#### [Task requirements]
Please copy the records starting at the line that contains "point: grassy slope" and ending at the end of the records, swapping "one marker per instance" for "one point per instance" and leaving everything else unchanged.

#### [Data shown]
***

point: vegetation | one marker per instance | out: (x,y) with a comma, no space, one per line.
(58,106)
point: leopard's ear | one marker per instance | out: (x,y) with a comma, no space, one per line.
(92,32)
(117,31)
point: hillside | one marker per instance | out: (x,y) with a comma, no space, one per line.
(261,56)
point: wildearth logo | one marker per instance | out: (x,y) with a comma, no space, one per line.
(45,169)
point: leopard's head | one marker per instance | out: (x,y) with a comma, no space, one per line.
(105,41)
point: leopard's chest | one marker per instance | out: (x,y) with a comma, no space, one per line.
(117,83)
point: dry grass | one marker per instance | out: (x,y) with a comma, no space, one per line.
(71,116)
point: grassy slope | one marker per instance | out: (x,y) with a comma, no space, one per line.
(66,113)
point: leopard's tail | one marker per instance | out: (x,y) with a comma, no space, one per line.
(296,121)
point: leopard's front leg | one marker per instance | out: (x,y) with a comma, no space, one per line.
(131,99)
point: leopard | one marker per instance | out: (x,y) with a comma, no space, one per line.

***

#### [Answer]
point: grassy slope | one point per instance | out: (x,y) with a comma, no space, one per line.
(66,113)
point: leopard's tail | one point per instance | out: (x,y) with a comma, no space, one per line.
(296,121)
point: leopard's front leg | one point per instance | out: (x,y) with a comma, no space, one per line.
(131,99)
point: leopard | one point per instance | out: (x,y) with a comma, no space, one per line.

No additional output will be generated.